■ WHAT IS NEEDED: Retype the line where "point: the bride's" appears and each line that follows it down to the last line of the records below. Leave the pictures out.

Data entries

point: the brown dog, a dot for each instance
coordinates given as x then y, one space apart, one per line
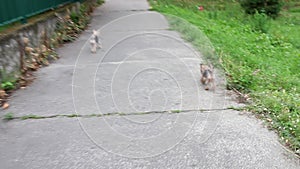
207 77
95 41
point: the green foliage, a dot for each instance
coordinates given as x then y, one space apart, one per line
260 22
259 55
269 7
7 85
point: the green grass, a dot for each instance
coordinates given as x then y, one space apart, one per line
261 56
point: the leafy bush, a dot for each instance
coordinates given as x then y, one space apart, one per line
269 7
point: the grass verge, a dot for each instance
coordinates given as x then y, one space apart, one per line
261 56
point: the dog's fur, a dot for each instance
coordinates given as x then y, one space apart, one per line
95 41
207 76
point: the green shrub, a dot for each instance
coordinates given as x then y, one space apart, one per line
269 7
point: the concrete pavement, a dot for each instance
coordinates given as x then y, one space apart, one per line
143 67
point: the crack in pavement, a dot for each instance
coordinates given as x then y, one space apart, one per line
9 116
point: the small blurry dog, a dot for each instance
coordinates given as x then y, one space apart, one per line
95 41
207 77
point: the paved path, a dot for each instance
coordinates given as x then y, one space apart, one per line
138 81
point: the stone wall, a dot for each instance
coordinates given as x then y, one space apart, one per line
12 46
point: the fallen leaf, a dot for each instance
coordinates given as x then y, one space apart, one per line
5 106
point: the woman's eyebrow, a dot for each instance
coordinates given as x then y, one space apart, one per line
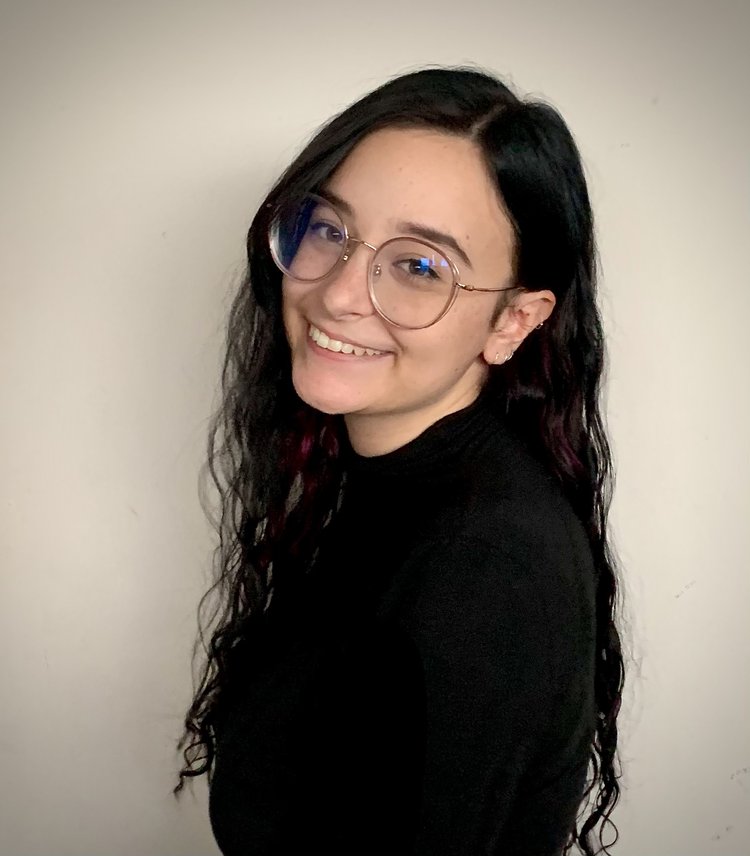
418 230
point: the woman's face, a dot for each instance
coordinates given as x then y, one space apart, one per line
438 181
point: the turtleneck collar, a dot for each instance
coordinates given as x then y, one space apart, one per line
443 445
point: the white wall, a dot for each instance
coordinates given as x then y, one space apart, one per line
136 140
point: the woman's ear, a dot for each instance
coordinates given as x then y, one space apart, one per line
523 315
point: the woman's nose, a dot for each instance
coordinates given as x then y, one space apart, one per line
345 291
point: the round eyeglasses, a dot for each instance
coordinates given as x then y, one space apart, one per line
411 282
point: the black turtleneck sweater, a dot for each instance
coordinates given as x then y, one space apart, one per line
430 689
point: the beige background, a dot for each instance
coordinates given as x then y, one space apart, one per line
136 140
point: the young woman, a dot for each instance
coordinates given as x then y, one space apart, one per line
414 649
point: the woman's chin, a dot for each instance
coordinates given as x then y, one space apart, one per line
331 401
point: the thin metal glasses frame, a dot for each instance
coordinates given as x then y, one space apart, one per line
347 253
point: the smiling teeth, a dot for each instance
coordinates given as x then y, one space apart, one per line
322 340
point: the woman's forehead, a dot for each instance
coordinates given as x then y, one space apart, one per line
424 176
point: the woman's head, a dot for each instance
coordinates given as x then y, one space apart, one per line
405 182
456 151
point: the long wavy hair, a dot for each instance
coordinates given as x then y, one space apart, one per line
275 461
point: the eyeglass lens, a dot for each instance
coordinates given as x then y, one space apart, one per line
411 282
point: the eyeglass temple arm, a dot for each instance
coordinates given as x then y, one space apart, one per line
475 288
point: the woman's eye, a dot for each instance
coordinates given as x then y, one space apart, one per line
327 232
419 268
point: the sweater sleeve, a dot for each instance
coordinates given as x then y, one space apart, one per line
505 643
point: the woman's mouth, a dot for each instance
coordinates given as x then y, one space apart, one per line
338 346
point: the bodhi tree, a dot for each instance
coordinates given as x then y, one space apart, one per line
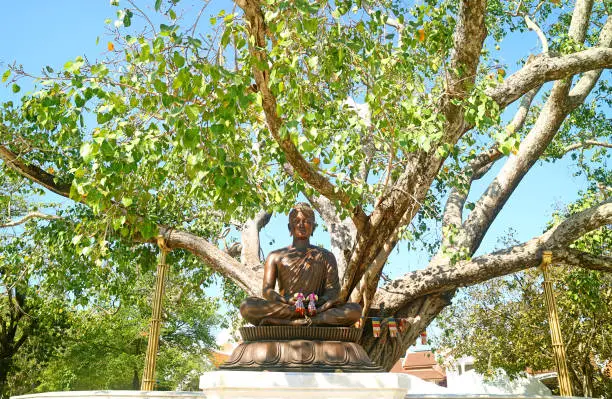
503 323
382 114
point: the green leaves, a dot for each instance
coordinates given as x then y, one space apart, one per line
192 112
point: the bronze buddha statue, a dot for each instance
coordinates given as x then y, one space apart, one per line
280 340
300 270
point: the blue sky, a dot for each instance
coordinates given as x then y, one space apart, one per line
39 33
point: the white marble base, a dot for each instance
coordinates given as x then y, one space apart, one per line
113 395
258 384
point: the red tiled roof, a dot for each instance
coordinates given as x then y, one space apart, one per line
419 359
420 364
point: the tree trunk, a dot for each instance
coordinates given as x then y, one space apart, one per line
386 350
6 361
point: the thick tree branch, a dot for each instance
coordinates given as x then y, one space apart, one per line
477 168
534 27
587 144
341 232
31 215
543 69
249 237
245 277
257 29
220 261
422 167
448 277
547 125
576 258
34 173
468 39
586 83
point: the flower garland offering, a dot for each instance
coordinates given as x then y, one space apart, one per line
299 304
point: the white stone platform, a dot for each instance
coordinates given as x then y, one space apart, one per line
277 385
113 395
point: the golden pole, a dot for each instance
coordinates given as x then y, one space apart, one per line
565 386
148 375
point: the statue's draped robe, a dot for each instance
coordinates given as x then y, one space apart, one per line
310 271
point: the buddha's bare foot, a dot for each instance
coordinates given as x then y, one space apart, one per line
270 321
300 322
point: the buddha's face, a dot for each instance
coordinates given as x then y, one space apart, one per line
301 226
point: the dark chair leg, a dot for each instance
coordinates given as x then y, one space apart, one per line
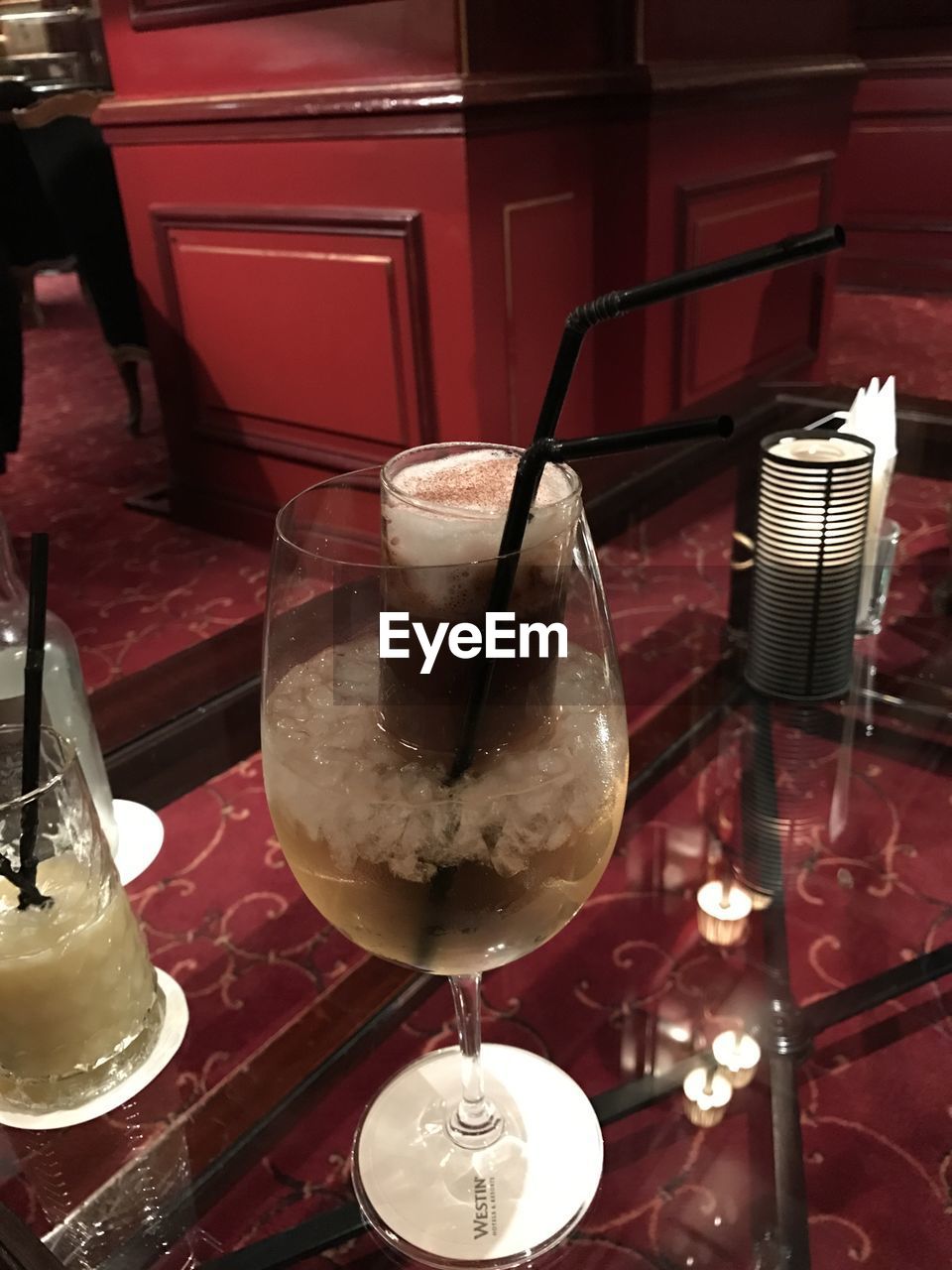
128 373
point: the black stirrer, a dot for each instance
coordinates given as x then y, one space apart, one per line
32 720
615 304
529 474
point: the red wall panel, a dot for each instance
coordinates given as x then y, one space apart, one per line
763 322
299 325
898 206
285 51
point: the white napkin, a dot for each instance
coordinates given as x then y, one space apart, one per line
874 418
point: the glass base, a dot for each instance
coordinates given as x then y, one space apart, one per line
500 1206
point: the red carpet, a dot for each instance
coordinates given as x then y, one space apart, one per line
909 336
134 588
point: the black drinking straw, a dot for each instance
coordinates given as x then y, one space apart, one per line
32 719
616 304
529 474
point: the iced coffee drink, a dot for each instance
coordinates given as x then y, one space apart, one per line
451 876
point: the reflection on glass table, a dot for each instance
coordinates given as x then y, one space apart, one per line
630 998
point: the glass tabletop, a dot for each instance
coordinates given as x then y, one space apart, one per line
835 815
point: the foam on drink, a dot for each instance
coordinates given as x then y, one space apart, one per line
443 512
452 509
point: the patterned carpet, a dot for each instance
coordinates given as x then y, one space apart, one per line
909 336
134 588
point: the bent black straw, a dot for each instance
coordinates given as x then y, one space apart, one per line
527 476
32 719
616 304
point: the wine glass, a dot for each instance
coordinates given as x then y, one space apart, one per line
494 1160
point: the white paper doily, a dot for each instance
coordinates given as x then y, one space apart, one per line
140 838
166 1048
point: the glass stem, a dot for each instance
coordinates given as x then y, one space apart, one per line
475 1121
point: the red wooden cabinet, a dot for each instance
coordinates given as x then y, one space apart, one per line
359 227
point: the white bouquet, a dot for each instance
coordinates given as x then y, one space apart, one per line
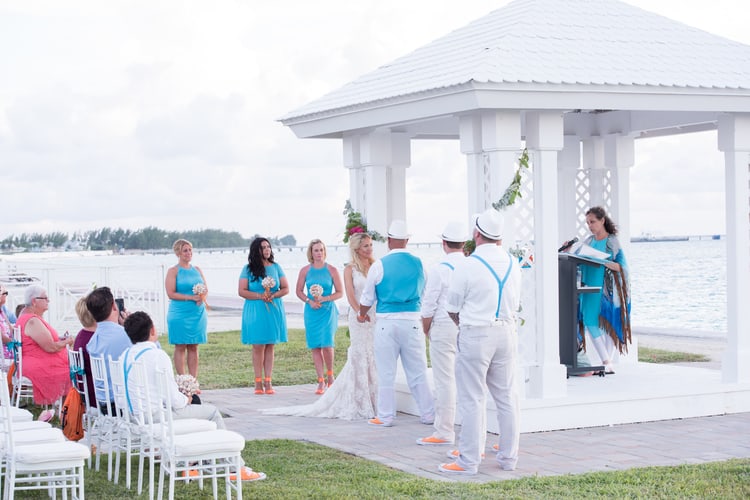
268 283
187 385
201 290
316 291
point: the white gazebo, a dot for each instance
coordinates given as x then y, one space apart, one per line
576 83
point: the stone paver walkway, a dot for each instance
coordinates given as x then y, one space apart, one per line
576 451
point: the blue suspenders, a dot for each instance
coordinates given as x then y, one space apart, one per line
500 283
126 370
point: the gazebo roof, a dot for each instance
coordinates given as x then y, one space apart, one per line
588 55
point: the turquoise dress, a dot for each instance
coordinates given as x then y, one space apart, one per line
320 324
591 303
187 322
263 322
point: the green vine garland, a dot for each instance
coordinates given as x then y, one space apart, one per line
513 190
355 223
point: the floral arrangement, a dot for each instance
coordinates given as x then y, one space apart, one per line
513 190
187 385
316 291
201 290
268 283
355 224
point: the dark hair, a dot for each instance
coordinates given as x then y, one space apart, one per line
255 259
99 303
600 214
138 326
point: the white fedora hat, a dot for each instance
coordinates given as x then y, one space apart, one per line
454 232
397 230
490 224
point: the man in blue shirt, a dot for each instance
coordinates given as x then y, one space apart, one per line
109 338
396 281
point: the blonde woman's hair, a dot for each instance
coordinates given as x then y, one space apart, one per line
177 245
355 241
84 315
309 249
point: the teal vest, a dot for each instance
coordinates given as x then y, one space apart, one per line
402 284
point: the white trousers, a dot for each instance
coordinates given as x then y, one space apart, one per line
443 337
402 338
488 355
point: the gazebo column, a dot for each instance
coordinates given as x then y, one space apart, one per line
593 164
383 157
492 141
544 135
470 134
619 157
568 162
734 142
357 179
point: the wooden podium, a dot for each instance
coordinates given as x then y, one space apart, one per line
569 291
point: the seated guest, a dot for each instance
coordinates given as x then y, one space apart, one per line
6 330
109 337
89 326
142 332
45 360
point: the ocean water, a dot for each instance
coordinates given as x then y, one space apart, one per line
674 285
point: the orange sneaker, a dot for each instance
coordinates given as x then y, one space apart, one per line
455 454
248 474
454 468
433 440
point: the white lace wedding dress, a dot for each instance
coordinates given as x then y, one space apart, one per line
353 395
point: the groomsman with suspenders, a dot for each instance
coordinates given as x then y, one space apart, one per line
483 300
396 281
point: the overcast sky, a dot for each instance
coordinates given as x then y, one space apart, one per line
163 113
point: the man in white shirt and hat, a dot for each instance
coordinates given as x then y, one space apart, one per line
396 281
483 300
442 332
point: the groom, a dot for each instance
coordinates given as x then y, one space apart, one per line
396 282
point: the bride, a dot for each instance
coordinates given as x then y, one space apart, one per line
354 394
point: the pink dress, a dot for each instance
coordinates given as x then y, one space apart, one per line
48 371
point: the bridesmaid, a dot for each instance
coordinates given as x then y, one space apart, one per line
187 321
262 284
321 315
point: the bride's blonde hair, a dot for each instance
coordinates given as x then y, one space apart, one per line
355 241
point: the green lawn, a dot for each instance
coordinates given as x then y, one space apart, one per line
306 470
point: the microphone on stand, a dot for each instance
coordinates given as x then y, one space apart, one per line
567 244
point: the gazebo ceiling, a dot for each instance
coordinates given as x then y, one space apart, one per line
608 66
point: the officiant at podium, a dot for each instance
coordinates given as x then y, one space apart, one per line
606 315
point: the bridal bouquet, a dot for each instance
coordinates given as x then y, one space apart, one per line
268 283
187 385
201 290
316 291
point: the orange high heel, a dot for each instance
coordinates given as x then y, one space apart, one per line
269 389
321 386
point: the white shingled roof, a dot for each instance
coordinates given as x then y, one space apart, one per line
554 43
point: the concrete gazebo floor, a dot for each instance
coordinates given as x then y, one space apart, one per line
585 448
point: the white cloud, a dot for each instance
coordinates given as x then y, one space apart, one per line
138 113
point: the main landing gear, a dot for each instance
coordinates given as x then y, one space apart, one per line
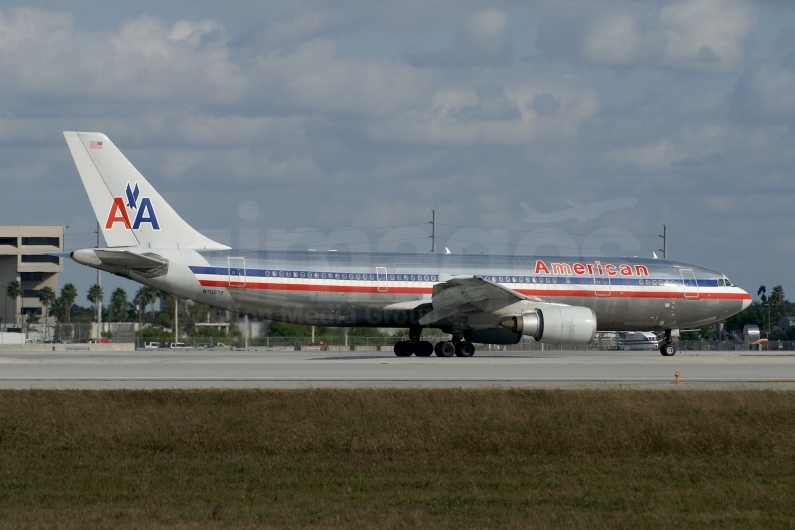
423 348
667 348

■ TASK RESULT:
point: the bride's blonde hair, a dot for each instance
coordinates given as x then y, one space apart, one per line
355 241
point: the green lawn, a dot for each instance
coordinates given as x then y, one space apart, one per line
306 470
point: the microphone on stand, a dot for each instance
coordinates given as x then y, one space apart, one per line
567 244
point: the gazebo ceiling, a dot for each instance
coordinates given as x then y, one space apart, one per line
608 66
point: the officiant at podium, a dot for each instance
coordinates given as x then y, one space apart, one per line
606 315
point: the bridal bouquet, a dot for each instance
coordinates given as x then y, one space apart, one per line
268 283
187 385
201 290
316 291
point: the orange high heel, a dot for each instance
coordinates given as x then y, one space apart, one per line
269 389
321 386
point: the white shingled roof, a dot for each instance
coordinates given as x then y, one space apart, one per line
554 43
point: the concrete gazebo floor, a dot for each instance
coordinates given as x then y, one space apart, one per line
585 448
point: the white cloud, a dot for each instance
coordinates given as x then y, one space apart, one per line
138 113
point: the main landing gear, a dot for each instance
coordinates given as x then y, one space apart, one per line
423 348
667 348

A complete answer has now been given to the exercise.